▶ [EXERCISE OBJECTIVE]:
Reproduce the items word for word, from the first line through the line that contains "column 56, row 253", and include nothing after that line.

Raw records
- - - - - - -

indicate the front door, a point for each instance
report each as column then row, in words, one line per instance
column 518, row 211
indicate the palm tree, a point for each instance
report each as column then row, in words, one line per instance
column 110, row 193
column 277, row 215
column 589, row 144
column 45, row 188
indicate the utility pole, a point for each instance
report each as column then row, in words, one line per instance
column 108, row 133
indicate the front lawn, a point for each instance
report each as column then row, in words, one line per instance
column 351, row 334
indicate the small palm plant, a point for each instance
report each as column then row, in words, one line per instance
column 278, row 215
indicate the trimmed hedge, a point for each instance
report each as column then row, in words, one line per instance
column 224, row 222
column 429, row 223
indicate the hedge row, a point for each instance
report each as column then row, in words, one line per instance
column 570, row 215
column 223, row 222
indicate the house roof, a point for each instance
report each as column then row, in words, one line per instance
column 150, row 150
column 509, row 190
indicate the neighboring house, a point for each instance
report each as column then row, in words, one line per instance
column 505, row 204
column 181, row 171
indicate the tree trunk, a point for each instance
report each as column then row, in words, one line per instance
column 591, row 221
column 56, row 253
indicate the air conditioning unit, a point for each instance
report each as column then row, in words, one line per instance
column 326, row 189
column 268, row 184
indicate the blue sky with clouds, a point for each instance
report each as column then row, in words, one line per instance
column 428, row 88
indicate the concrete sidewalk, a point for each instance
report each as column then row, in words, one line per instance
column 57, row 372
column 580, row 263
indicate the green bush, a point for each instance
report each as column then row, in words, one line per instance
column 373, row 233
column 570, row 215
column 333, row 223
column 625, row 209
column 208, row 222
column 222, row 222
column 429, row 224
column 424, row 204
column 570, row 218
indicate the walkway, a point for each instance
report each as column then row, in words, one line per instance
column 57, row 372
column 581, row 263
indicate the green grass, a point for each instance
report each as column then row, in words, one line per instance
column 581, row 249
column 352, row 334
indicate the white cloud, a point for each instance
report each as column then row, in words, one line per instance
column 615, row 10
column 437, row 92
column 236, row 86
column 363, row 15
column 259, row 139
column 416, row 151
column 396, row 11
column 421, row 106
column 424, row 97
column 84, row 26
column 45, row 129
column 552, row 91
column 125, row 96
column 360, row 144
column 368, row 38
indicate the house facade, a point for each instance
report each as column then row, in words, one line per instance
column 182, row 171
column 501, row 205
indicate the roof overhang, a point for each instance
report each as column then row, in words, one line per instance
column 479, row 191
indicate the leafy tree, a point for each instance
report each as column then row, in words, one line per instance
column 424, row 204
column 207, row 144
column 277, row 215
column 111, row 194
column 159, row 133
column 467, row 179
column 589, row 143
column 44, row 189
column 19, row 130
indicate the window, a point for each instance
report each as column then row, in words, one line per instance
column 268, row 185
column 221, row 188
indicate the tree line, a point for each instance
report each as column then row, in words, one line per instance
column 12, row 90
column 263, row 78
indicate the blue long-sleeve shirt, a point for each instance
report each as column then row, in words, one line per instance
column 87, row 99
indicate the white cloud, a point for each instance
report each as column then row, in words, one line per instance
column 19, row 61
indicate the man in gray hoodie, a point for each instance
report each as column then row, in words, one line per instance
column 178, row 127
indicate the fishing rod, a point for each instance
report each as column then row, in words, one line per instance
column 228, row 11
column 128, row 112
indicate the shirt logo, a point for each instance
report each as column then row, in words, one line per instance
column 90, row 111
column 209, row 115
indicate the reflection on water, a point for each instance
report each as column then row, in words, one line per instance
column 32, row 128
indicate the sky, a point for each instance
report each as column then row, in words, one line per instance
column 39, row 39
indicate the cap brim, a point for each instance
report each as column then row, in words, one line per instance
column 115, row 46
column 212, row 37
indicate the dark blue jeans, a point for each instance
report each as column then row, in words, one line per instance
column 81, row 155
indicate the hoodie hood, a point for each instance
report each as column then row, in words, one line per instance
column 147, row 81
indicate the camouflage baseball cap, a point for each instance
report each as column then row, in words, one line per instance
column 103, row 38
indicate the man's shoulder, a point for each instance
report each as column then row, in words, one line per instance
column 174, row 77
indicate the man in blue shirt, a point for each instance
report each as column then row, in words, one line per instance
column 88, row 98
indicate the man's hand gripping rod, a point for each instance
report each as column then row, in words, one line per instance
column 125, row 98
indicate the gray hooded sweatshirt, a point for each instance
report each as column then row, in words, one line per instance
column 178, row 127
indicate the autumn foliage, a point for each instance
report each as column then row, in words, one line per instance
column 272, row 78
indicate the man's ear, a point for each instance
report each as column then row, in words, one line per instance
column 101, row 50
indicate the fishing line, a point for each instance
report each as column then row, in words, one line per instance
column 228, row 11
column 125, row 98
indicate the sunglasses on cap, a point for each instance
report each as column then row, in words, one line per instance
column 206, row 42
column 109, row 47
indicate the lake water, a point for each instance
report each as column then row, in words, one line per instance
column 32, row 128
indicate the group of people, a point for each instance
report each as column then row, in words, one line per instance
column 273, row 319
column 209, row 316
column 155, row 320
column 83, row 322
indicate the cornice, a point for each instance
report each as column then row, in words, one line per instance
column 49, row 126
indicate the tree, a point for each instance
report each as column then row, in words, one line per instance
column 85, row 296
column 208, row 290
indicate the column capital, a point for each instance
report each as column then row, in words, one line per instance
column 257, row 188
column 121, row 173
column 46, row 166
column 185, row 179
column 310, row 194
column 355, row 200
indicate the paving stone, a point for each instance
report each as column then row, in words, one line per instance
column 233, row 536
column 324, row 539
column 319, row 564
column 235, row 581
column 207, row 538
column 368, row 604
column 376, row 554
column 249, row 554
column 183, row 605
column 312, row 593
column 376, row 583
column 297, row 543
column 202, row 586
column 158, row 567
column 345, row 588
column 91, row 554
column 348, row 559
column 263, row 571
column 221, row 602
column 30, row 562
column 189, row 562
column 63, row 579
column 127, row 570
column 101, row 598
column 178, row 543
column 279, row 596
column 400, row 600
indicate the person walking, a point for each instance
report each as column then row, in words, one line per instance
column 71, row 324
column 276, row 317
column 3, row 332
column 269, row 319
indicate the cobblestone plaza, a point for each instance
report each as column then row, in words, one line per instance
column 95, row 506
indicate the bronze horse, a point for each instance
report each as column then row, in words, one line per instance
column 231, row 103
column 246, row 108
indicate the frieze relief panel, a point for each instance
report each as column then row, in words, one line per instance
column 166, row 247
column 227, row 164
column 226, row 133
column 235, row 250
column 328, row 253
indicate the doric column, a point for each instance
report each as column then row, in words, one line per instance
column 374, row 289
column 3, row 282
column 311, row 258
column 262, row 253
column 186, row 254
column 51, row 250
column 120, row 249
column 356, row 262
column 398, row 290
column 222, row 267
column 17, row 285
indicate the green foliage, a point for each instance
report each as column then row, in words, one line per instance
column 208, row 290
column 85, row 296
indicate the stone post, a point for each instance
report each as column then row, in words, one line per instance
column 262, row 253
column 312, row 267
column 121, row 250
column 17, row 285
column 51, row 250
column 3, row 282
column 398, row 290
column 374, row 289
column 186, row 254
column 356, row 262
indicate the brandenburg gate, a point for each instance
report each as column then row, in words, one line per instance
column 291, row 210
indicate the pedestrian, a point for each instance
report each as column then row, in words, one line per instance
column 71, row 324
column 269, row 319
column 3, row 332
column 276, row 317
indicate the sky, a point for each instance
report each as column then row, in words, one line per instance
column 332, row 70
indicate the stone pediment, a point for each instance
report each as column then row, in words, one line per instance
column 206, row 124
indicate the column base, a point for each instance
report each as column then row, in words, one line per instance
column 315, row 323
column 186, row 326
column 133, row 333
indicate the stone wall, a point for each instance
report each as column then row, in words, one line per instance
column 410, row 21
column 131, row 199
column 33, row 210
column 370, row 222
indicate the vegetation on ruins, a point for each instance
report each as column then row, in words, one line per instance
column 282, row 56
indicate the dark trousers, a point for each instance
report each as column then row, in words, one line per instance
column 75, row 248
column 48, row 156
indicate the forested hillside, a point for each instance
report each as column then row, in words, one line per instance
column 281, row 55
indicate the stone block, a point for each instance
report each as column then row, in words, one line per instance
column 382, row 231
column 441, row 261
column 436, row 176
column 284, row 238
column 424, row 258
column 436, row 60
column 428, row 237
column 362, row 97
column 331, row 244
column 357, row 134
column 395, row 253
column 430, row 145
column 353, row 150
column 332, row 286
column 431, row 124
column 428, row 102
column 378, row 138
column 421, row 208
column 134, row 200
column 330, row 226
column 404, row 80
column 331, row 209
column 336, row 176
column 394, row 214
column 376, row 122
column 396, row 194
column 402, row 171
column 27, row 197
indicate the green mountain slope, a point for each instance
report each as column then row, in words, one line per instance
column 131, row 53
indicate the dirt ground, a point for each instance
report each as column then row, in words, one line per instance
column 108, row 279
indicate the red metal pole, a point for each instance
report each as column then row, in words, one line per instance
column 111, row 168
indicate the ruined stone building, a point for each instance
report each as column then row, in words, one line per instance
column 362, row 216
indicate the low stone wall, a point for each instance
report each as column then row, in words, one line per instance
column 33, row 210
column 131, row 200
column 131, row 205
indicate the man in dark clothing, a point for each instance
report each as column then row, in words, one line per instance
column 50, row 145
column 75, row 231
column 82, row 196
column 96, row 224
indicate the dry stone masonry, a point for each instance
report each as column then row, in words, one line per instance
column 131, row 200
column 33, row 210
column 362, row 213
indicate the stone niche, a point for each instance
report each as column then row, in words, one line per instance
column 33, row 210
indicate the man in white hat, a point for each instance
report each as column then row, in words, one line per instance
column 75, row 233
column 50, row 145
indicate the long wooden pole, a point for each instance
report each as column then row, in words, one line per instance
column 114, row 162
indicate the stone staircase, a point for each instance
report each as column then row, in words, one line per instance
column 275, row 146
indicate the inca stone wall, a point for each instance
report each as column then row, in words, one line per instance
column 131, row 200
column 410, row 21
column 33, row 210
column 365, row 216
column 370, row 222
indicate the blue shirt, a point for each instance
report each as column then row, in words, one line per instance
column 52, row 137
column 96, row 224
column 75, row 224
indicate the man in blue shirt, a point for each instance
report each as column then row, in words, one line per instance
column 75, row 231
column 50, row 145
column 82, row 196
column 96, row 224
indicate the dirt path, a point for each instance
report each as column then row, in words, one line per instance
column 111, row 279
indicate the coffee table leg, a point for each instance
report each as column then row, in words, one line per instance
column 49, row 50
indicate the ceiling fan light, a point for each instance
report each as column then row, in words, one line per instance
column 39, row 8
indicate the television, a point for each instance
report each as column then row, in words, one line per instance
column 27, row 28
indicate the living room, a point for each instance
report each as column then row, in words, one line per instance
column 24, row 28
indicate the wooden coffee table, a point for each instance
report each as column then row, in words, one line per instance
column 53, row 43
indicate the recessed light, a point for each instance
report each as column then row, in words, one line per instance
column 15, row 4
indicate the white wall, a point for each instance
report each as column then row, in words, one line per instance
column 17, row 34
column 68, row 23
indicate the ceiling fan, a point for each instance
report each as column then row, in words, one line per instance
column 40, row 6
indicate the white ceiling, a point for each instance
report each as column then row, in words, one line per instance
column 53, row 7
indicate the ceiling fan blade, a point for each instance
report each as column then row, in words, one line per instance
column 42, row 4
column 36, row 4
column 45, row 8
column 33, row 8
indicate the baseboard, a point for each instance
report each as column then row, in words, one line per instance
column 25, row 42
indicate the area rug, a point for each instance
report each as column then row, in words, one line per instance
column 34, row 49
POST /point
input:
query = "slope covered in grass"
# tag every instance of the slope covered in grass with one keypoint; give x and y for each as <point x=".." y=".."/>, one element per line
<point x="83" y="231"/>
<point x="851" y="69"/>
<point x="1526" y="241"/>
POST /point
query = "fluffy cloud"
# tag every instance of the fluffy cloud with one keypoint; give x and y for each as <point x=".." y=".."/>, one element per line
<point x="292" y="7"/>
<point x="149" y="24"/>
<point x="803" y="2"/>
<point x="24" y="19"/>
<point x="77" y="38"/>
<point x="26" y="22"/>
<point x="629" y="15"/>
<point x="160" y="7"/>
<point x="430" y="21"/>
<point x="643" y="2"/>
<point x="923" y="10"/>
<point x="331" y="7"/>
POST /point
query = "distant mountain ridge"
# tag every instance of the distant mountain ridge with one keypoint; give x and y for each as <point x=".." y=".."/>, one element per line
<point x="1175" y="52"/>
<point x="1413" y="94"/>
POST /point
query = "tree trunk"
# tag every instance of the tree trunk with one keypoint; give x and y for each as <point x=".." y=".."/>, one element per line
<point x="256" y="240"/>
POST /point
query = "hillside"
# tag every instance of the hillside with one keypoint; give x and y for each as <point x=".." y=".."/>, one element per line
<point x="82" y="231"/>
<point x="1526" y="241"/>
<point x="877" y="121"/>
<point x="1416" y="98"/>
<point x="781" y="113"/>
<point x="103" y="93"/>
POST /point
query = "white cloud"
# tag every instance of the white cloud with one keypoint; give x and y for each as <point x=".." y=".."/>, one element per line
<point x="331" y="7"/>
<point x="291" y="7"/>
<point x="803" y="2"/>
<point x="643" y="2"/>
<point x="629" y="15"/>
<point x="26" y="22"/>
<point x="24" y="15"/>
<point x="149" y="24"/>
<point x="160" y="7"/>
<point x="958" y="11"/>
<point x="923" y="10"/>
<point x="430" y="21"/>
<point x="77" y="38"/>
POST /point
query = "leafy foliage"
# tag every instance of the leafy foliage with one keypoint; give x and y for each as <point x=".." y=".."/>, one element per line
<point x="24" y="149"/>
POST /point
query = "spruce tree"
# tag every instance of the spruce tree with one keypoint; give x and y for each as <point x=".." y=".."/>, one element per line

- - - - - - -

▶ [SOLUTION BELOW]:
indicate the front door, a point for each instance
report each as column then row, in words, one line per instance
column 518, row 211
indicate the palm tree, a point for each instance
report each as column then row, in words, one line per instance
column 110, row 193
column 277, row 215
column 589, row 144
column 45, row 188
indicate the utility pole, a point for each instance
report each as column then row, in words, one line per instance
column 108, row 133
indicate the front lawn, a point for each instance
report each as column then row, in words, one line per instance
column 351, row 334
indicate the small palm plant, a point for each instance
report each as column then row, in words, one line per instance
column 278, row 215
indicate the trimmed hedge, a point for each instance
report each as column then row, in words, one line per instance
column 224, row 222
column 429, row 223
indicate the hedge row, a point for each instance
report each as column then row, in words, one line per instance
column 570, row 215
column 223, row 222
indicate the house roof, a point for each instance
report each as column then row, in words, one line per instance
column 150, row 150
column 509, row 190
indicate the neighboring house, a point for each instance
report each as column then row, in words, one line per instance
column 505, row 204
column 181, row 171
indicate the tree trunk, a point for each instance
report each as column then row, in words, one line per instance
column 591, row 221
column 56, row 253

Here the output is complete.